Quoted passage:

The Department is therefore proposing to remove these requirements.
    The utilization goal also raises the risk that employers will 
engage in pre-employment disability-related inquiries of apprentice 
applicants before a conditional job offer is made, which is generally 
not allowed by the Americans with Disabilities Act.

B. Implementation of Recent Executive Orders Pertaining to Federal 
Regulations and Apprenticeship

    President Trump has recently issued a number of Executive Orders 
intended to advance the Administration's goals of building a skilled 
workforce, unleashing prosperity, removing restraints on national 
economic growth through deregulation, and restoring merit-based 
opportunity. The Department is committed to developing strategies and 
enacting bold changes to align its programs and policies with the 
Administration's policy directives. The Department's proposal to 
streamline the part 30 regulation for registered apprenticeship 
represents a critical, strategic policy change that addresses policy 
directives across several of the Administration's Executive Orders, as 
discussed below.

Tasks to complete:
a - Answer these questions about the apprenticeship regulation excerpt above:
(i) Which law generally does not allow pre-employment disability-related inquiries before a conditional job offer?
(ii) Which regulation does the Department propose to streamline?
(iii) What risk does the utilization goal raise?
b - List every goal of the Administration that, according to the apprenticeship regulation excerpt above, the recent Executive Orders are intended to advance.

Recorded data:
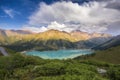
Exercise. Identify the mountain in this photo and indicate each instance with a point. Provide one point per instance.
(49, 40)
(95, 38)
(115, 41)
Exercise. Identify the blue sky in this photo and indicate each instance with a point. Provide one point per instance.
(20, 11)
(40, 15)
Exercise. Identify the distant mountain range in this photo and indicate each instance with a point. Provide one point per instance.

Responses by task:
a -
(i) The Americans with Disabilities Act.
(ii) The part 30 regulation for registered apprenticeship.
(iii) The risk that employers will make pre-employment disability-related inquiries of apprentice applicants before a conditional job offer is made.

b -
- Building a skilled workforce
- Unleashing prosperity
- Removing restraints on national economic growth through deregulation
- Restoring merit-based opportunity